### [Materials provided]
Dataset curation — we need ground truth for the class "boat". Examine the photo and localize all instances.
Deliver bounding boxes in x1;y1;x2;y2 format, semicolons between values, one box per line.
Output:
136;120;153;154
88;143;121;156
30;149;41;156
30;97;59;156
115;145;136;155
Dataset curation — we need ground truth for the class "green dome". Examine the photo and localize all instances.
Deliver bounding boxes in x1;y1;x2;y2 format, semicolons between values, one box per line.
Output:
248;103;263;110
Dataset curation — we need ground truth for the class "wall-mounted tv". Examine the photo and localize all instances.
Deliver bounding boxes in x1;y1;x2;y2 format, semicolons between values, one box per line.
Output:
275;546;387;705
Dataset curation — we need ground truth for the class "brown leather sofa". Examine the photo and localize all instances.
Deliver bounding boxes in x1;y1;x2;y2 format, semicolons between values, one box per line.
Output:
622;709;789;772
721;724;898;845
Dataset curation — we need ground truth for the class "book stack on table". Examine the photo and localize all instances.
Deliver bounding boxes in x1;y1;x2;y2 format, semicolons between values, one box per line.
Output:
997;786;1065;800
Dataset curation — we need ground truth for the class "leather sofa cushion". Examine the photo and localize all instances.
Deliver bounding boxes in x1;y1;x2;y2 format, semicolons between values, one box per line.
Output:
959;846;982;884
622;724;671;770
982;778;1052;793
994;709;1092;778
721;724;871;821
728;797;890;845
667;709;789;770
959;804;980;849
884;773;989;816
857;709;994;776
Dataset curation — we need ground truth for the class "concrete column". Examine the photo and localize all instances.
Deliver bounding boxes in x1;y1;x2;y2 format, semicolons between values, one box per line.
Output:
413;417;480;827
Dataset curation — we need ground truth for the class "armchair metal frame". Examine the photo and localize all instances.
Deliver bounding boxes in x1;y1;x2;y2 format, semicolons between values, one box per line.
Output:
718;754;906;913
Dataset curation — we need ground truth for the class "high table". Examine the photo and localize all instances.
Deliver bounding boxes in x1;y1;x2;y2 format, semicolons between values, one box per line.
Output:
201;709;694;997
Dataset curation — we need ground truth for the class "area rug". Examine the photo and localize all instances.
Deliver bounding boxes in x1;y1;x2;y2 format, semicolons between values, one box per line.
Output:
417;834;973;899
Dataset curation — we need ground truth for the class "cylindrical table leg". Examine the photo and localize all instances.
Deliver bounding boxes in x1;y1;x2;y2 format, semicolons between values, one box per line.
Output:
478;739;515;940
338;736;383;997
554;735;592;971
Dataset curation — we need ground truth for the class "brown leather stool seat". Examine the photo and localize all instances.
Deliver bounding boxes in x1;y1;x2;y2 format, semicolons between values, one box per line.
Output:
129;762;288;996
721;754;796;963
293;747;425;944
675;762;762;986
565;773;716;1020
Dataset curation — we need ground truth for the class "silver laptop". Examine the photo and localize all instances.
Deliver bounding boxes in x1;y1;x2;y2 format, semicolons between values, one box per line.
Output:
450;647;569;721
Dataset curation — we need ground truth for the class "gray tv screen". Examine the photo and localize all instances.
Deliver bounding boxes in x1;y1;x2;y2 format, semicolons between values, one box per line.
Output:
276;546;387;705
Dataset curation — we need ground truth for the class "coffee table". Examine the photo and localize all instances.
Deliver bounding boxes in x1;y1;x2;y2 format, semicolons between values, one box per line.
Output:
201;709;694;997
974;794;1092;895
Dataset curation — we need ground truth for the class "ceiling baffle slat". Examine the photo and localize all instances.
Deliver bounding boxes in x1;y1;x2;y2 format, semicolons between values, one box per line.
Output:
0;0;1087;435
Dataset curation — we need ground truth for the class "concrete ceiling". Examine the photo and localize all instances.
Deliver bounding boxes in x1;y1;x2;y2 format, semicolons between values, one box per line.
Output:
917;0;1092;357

### [Short problem]
Recast the material from its first line through the line containing "248;103;263;110" as a Markdown table with two columns, Row and Text, one line per row, and omit any blank lines.

### [Worked solution]
| Row | Text |
|---|---|
| 1 | Dataset curation — we need ground truth for the class "boat". Examine the photo and localize all instances. |
| 2 | Deliver bounding boxes in x1;y1;x2;y2 format, semicolons between values, one box per line. |
| 3 | Output: |
| 4 | 136;120;153;154 |
| 5 | 88;143;121;156 |
| 6 | 30;149;41;156 |
| 7 | 30;97;59;156 |
| 8 | 115;145;136;155 |
| 9 | Dataset curation — we need ground truth for the class "green dome". Examine the photo and localize all instances. |
| 10 | Deliver bounding boxes in x1;y1;x2;y2 format, semicolons between values, one box per line. |
| 11 | Output: |
| 12 | 248;103;263;110 |